EXERCISE DETAILS »
Rewrite the material from the line with "The user wants to interact with the faucet" up to and including the line with "[309,242,622,298]", changing "grab gesture" to "pinch gesture" and keeping everything else the same. Return only those lines.

STORED DATA »
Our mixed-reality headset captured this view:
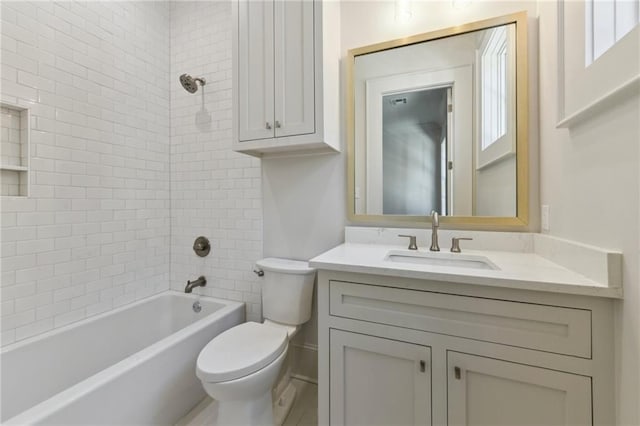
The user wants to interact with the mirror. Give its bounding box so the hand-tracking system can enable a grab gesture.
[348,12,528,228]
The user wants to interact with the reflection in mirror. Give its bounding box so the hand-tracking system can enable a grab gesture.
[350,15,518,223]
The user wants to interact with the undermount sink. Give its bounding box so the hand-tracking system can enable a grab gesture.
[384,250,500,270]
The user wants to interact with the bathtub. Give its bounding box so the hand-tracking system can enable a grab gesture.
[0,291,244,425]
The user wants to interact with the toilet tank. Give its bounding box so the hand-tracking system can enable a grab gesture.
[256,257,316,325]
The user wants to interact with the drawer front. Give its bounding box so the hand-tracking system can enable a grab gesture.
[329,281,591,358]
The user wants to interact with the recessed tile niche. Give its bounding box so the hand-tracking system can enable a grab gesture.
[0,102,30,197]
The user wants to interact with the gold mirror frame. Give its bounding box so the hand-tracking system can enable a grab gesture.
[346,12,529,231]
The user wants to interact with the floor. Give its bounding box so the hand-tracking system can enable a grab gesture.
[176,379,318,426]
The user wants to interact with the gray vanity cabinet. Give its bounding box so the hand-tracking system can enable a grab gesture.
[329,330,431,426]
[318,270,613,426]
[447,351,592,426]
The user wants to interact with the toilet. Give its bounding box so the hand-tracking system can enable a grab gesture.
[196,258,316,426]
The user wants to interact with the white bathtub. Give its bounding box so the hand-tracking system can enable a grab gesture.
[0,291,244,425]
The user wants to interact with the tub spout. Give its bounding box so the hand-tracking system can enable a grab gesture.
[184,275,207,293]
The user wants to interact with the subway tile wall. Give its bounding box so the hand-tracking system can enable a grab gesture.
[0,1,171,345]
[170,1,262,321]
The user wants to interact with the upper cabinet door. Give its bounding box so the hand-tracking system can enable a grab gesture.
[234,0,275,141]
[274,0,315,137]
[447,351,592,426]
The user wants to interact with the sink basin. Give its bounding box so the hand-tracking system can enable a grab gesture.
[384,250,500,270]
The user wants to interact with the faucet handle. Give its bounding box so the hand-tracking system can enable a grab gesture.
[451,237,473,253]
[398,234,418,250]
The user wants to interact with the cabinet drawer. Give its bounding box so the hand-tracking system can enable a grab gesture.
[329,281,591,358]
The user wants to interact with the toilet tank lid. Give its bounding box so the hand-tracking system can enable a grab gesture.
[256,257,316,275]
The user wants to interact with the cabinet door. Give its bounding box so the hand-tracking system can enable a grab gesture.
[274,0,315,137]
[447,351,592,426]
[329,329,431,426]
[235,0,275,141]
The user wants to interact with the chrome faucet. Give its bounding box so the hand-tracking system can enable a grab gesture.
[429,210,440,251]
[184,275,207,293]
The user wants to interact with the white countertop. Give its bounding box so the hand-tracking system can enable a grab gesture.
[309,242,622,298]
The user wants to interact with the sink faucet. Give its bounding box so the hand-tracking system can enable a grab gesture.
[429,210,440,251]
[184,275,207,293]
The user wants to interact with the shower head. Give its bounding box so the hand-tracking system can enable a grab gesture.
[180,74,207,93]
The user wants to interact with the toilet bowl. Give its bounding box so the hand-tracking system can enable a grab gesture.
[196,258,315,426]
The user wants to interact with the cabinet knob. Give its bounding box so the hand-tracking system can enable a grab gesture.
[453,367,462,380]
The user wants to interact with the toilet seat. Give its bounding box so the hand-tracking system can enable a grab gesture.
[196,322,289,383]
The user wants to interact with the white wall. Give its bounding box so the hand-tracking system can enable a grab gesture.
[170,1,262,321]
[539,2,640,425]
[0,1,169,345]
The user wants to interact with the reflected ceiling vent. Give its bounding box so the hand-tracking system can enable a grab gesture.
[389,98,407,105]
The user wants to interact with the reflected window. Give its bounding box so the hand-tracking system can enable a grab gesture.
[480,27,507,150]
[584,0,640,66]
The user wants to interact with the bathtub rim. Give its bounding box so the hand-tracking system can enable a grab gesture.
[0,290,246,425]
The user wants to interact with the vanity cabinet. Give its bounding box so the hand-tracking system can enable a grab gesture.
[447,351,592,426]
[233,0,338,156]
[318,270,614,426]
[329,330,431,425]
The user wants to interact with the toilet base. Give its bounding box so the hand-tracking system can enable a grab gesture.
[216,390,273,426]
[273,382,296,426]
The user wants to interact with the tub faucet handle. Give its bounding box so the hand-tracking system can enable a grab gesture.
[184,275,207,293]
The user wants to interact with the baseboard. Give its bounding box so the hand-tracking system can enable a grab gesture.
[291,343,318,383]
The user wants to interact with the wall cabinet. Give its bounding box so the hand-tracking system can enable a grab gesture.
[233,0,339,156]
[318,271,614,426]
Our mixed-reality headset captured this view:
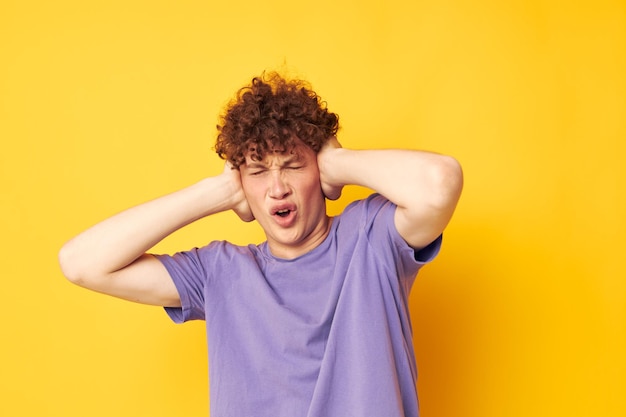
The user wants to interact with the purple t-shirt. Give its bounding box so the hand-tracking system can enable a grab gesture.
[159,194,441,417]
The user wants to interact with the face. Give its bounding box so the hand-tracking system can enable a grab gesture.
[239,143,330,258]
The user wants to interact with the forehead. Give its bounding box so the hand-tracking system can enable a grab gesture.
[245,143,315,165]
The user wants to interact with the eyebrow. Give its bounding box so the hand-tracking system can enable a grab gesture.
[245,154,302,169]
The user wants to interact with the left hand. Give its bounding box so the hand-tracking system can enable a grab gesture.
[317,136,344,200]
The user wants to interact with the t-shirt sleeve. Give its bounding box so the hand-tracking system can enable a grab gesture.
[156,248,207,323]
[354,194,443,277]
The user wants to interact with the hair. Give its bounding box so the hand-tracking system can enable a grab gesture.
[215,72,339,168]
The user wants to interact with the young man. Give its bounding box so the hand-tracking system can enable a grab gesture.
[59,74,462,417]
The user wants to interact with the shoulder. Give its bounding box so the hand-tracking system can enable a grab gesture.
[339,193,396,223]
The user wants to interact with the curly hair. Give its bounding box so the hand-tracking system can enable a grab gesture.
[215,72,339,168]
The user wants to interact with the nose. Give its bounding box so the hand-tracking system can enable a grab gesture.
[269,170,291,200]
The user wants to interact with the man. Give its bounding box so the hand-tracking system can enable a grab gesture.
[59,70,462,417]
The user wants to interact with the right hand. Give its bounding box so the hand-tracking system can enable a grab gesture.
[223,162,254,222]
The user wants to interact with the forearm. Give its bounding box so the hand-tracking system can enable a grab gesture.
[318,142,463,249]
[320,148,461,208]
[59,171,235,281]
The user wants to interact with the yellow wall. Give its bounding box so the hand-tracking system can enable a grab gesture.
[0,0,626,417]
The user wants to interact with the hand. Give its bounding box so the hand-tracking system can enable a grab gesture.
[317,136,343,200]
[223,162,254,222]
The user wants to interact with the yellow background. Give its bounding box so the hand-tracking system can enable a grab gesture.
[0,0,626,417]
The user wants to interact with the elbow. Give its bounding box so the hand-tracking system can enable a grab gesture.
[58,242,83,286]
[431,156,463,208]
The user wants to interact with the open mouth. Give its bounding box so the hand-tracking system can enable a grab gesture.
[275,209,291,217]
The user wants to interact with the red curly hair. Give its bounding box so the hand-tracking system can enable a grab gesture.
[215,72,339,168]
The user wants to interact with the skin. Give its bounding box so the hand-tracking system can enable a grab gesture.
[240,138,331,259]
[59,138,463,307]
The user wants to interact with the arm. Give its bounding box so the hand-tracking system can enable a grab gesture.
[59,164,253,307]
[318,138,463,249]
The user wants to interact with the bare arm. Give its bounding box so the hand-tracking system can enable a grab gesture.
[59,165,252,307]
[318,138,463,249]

...

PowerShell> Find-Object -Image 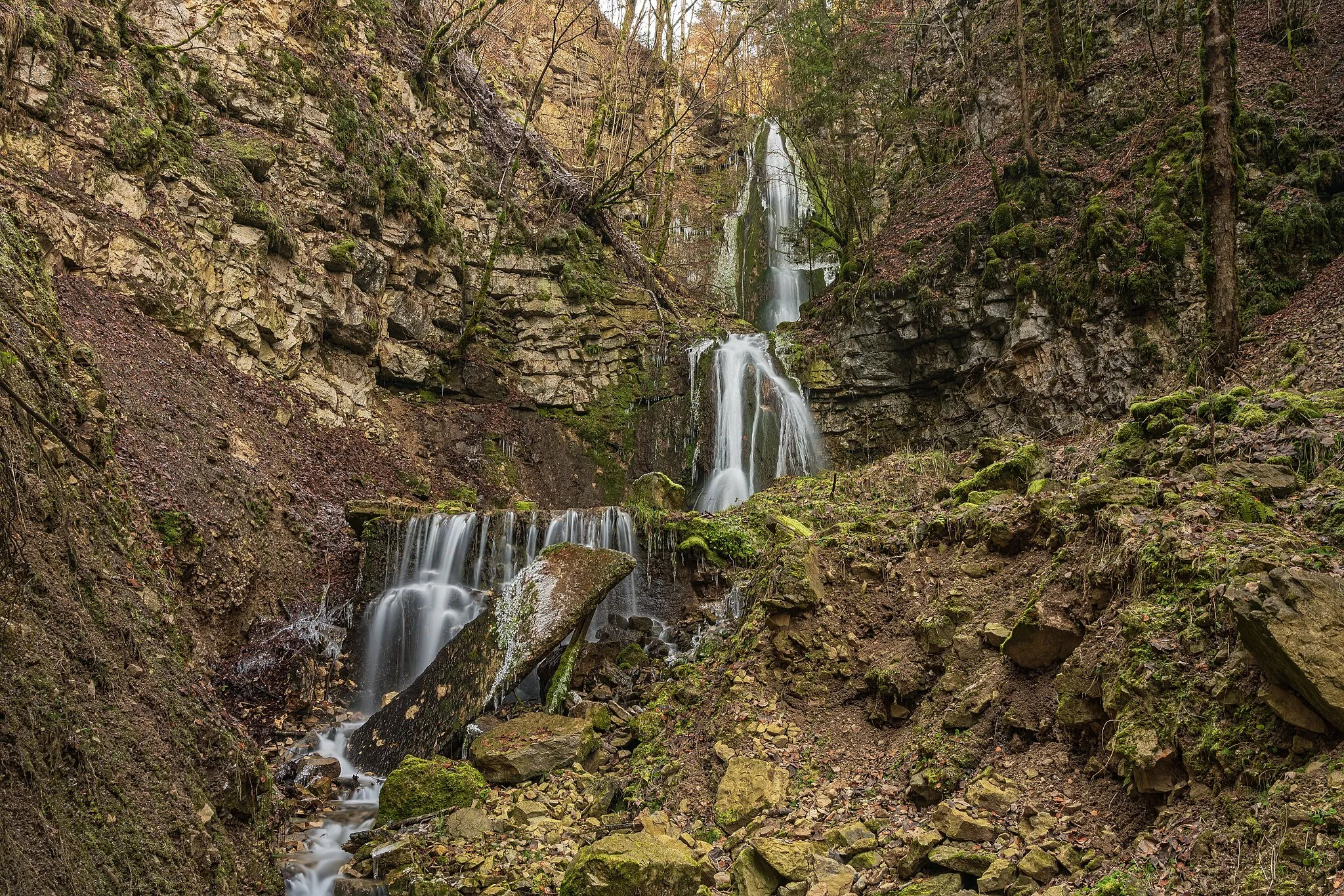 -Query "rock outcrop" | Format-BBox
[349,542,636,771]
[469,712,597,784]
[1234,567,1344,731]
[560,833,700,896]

==

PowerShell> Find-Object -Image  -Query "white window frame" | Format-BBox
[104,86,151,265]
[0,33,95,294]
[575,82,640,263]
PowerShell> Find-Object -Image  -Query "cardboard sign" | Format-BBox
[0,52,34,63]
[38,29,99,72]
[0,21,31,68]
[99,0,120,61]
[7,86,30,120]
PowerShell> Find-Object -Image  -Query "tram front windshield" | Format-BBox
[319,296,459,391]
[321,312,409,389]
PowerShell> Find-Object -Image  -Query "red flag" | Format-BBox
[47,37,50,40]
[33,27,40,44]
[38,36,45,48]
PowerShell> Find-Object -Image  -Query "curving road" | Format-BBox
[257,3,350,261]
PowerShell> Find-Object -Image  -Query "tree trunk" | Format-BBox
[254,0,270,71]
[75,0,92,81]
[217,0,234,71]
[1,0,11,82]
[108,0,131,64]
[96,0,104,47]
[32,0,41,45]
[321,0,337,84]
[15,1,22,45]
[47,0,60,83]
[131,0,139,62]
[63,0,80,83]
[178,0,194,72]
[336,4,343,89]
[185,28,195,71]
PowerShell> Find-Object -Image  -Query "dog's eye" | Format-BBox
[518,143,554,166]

COMPLETED TASK »
The user wants to interact with the faucet handle. Give its bounding box so the hand-tracking system can enable a pinch gesture.
[451,237,473,253]
[398,234,418,250]
The user wants to interact with the cabinet drawer. Give its bounding box so the hand-tracking system can enable a pinch gesture.
[329,281,591,358]
The user wants to interact with the toilet tank lid. Give its bounding box so the hand-tracking system can enable a pinch gesture.
[256,257,316,275]
The user wants to interact with the cabinet door. Give its bounding box so the hand-tracking system can enable a pinch gesture.
[274,0,315,137]
[447,351,592,426]
[329,329,431,426]
[235,0,275,141]
The user wants to interact with the chrome faucet. Give its bounding box so the hand-tracking system can enable a pinch gesture.
[429,210,440,251]
[184,275,207,293]
The user wants to interact with the white countertop. Give its bounding box so the hand-tracking system can enable a pinch gesture.
[309,242,622,298]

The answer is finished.